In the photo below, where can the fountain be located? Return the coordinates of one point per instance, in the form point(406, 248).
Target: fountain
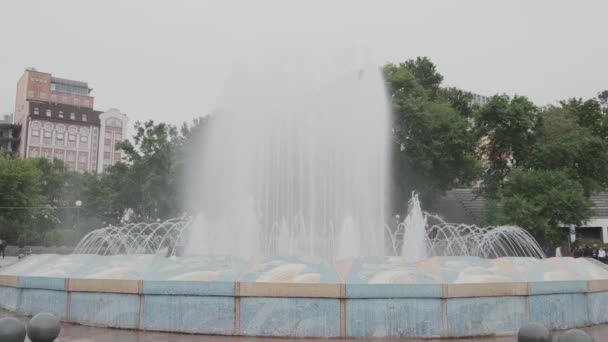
point(291, 235)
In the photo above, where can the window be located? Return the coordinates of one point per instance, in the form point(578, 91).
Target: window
point(72, 140)
point(59, 139)
point(47, 138)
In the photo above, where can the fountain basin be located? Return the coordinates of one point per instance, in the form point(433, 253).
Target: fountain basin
point(309, 297)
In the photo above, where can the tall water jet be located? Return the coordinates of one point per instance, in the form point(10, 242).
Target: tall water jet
point(414, 247)
point(296, 161)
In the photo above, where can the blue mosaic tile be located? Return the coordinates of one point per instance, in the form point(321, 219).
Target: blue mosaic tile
point(485, 315)
point(559, 311)
point(191, 314)
point(105, 309)
point(34, 301)
point(416, 317)
point(294, 317)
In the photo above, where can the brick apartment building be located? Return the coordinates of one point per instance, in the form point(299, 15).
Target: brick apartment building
point(57, 120)
point(9, 134)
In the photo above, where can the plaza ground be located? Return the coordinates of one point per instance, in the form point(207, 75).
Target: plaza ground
point(81, 333)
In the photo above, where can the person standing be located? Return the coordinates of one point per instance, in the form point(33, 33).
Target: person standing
point(601, 255)
point(3, 245)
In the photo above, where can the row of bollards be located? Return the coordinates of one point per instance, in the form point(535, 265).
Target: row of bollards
point(44, 327)
point(534, 332)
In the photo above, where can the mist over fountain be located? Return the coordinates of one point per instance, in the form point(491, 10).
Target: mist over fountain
point(290, 235)
point(296, 162)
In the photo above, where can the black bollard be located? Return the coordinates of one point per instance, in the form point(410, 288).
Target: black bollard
point(575, 335)
point(44, 327)
point(12, 330)
point(533, 332)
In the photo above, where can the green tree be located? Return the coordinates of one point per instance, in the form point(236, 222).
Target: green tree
point(433, 149)
point(20, 196)
point(507, 129)
point(562, 144)
point(426, 74)
point(540, 201)
point(589, 114)
point(19, 188)
point(460, 100)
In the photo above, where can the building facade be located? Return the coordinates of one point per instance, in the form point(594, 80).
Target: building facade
point(9, 134)
point(58, 121)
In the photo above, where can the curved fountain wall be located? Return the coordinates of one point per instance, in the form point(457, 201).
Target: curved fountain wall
point(307, 297)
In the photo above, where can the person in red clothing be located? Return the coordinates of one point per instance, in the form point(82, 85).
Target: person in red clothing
point(3, 245)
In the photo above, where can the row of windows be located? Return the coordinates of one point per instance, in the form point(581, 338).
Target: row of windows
point(71, 156)
point(64, 98)
point(60, 114)
point(37, 125)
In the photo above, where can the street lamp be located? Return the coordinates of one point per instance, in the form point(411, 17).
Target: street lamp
point(78, 204)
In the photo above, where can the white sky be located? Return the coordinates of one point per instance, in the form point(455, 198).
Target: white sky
point(169, 60)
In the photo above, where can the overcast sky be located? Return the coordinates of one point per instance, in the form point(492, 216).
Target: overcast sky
point(169, 60)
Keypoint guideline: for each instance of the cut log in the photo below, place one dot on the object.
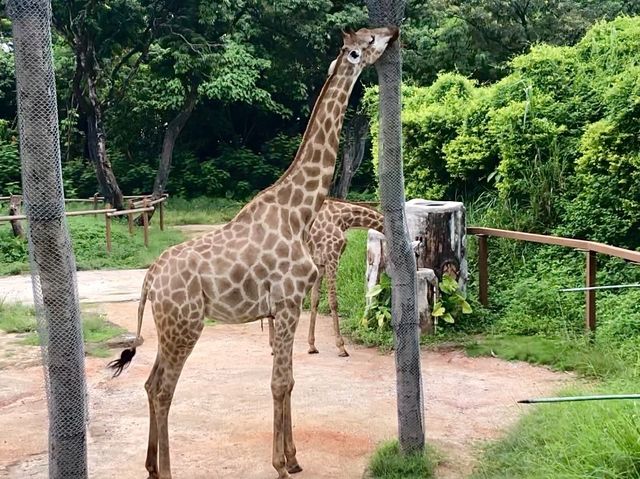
(438, 231)
(14, 210)
(441, 229)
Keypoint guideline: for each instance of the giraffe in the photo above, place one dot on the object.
(327, 242)
(257, 266)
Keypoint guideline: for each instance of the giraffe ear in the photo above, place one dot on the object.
(347, 34)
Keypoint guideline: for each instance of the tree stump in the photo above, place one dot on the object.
(14, 210)
(441, 229)
(438, 231)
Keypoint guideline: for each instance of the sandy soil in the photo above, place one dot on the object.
(220, 423)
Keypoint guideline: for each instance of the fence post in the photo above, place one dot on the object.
(95, 204)
(161, 215)
(590, 294)
(483, 269)
(130, 218)
(145, 222)
(107, 220)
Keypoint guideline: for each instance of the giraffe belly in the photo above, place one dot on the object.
(239, 310)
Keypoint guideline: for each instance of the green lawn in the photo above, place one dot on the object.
(21, 319)
(89, 245)
(388, 463)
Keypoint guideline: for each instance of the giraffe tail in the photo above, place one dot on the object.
(127, 355)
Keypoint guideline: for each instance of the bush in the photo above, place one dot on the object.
(556, 138)
(619, 318)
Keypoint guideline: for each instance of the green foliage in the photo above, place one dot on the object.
(388, 462)
(579, 355)
(533, 305)
(9, 160)
(377, 314)
(88, 238)
(570, 441)
(16, 318)
(19, 319)
(618, 318)
(556, 138)
(201, 210)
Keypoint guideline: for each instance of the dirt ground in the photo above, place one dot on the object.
(220, 423)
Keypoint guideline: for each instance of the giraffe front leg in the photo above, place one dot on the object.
(333, 304)
(271, 334)
(284, 451)
(315, 300)
(289, 445)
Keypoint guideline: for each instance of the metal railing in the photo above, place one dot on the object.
(591, 248)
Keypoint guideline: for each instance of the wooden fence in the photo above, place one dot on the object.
(144, 205)
(591, 248)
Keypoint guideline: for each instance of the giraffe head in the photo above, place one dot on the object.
(362, 48)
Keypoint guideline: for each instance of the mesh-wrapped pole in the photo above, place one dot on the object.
(51, 255)
(401, 257)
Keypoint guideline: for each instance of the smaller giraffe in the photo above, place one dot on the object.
(327, 241)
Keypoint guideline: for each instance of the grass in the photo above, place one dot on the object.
(89, 243)
(18, 318)
(388, 463)
(88, 237)
(200, 211)
(571, 441)
(579, 355)
(351, 293)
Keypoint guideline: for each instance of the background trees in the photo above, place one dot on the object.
(209, 98)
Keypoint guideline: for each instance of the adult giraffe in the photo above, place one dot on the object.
(257, 266)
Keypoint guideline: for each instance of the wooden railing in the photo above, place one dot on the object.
(143, 207)
(591, 248)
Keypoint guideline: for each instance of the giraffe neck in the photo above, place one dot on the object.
(305, 184)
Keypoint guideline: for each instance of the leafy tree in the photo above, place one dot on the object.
(109, 41)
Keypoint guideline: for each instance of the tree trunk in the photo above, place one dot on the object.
(92, 108)
(52, 261)
(174, 128)
(402, 262)
(355, 141)
(97, 147)
(171, 134)
(14, 210)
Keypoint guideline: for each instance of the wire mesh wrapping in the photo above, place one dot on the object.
(52, 260)
(402, 262)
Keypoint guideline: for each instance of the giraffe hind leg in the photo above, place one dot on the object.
(333, 304)
(151, 462)
(171, 361)
(315, 299)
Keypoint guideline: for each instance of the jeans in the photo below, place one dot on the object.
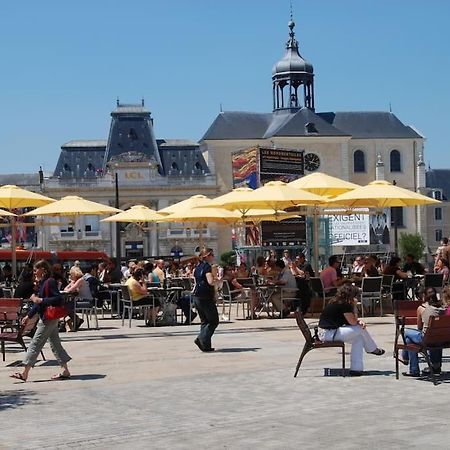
(415, 337)
(209, 318)
(46, 330)
(360, 340)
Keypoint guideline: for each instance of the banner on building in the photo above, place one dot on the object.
(350, 229)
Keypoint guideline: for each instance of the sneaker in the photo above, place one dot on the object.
(436, 371)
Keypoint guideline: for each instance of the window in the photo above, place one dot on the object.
(395, 161)
(359, 161)
(397, 216)
(438, 213)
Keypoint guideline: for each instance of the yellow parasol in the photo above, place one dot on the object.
(14, 197)
(381, 194)
(274, 195)
(72, 205)
(196, 201)
(321, 184)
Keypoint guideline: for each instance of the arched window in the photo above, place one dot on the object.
(359, 161)
(396, 165)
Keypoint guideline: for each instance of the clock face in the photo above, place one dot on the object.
(312, 162)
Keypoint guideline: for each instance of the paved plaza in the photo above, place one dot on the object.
(152, 388)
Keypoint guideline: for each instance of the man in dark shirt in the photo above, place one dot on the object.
(413, 266)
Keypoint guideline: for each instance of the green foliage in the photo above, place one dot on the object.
(411, 243)
(228, 258)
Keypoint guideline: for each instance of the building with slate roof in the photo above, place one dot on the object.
(348, 145)
(149, 171)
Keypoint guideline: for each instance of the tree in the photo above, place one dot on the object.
(411, 244)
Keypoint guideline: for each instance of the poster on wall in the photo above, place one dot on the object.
(379, 227)
(350, 229)
(280, 164)
(245, 168)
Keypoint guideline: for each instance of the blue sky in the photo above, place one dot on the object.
(63, 64)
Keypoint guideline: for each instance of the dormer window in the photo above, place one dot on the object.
(310, 128)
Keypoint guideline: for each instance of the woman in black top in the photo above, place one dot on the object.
(338, 322)
(204, 300)
(48, 295)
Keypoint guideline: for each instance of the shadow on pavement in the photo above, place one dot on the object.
(330, 372)
(14, 399)
(238, 350)
(82, 377)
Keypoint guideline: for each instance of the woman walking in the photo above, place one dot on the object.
(48, 295)
(338, 322)
(204, 300)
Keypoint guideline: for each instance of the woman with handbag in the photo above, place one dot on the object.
(204, 300)
(48, 304)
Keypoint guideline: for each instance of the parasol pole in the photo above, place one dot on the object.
(13, 248)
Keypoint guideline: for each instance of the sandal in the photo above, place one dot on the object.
(378, 352)
(18, 376)
(60, 376)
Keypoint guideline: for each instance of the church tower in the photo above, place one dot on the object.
(293, 78)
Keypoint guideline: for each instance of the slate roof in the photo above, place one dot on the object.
(182, 158)
(20, 179)
(131, 132)
(370, 124)
(439, 179)
(81, 159)
(292, 122)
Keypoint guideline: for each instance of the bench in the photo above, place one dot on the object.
(313, 342)
(436, 337)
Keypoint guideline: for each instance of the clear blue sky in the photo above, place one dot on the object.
(63, 63)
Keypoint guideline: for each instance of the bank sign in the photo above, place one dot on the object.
(348, 230)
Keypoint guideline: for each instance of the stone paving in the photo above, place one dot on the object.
(152, 388)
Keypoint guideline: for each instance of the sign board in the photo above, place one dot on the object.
(280, 164)
(349, 229)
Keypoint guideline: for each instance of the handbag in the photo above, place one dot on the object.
(53, 312)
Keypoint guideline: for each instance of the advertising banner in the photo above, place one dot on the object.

◆ ◆ ◆

• [Directions for this task]: Return nothing but the lines running from the start of the data to the line with "In the photo above, where can the green", please, both ends included and no pictures.

• [Solution for this task]:
In the photo below, where can the fountain be located? Return the coordinates of one point per instance, in the form point(406, 248).
Target: fountain
point(291, 235)
In the photo above, where can the window be located? Return the coordinates of one point per instance, in the form point(578, 91).
Target: window
point(72, 140)
point(59, 139)
point(47, 138)
In the photo above, where can the fountain basin be located? Return the coordinates of one point per instance, in the form point(433, 253).
Target: fountain basin
point(309, 297)
In the photo above, where can the tall water jet be located? Return the coordinates of one point per instance, in the form point(10, 242).
Target: tall water jet
point(414, 247)
point(296, 161)
In the photo above, where can the blue mosaic tile be located? Return the coordinates of one point per instance, in the form point(321, 219).
Target: blue mosaic tile
point(485, 315)
point(559, 311)
point(191, 314)
point(105, 309)
point(34, 301)
point(416, 317)
point(294, 317)
In the photo above, where can the brick apartment building be located? Return the coordinates of one point per instance, in the form point(299, 15).
Target: brick apartment building
point(57, 120)
point(9, 134)
In the photo above, where can the plaza ground be located? Return the coordinates of one point per instance, in the form point(207, 75).
Target: plaza ground
point(81, 333)
In the photo above, where can the person standing be located? Return the coordinates of one point per instance, in the form point(33, 33).
Target: person standing
point(601, 255)
point(3, 245)
In the photo above, where can the row of bollards be located? Return the coordinates of one point per instance, in the form point(535, 265).
Target: row of bollards
point(44, 327)
point(534, 332)
In the photo above, where can the mist over fountain be located? Return the coordinates of one point per instance, in the form point(491, 10).
Target: mist over fountain
point(290, 235)
point(296, 162)
In the photo above, where can the black bollard be located? Return the coordinates of one point per instance, in the form point(410, 288).
Target: black bollard
point(575, 335)
point(44, 327)
point(12, 330)
point(533, 332)
In the photo above, where can the green tree be located? Return the coordinates of one point per instance, in the form point(236, 222).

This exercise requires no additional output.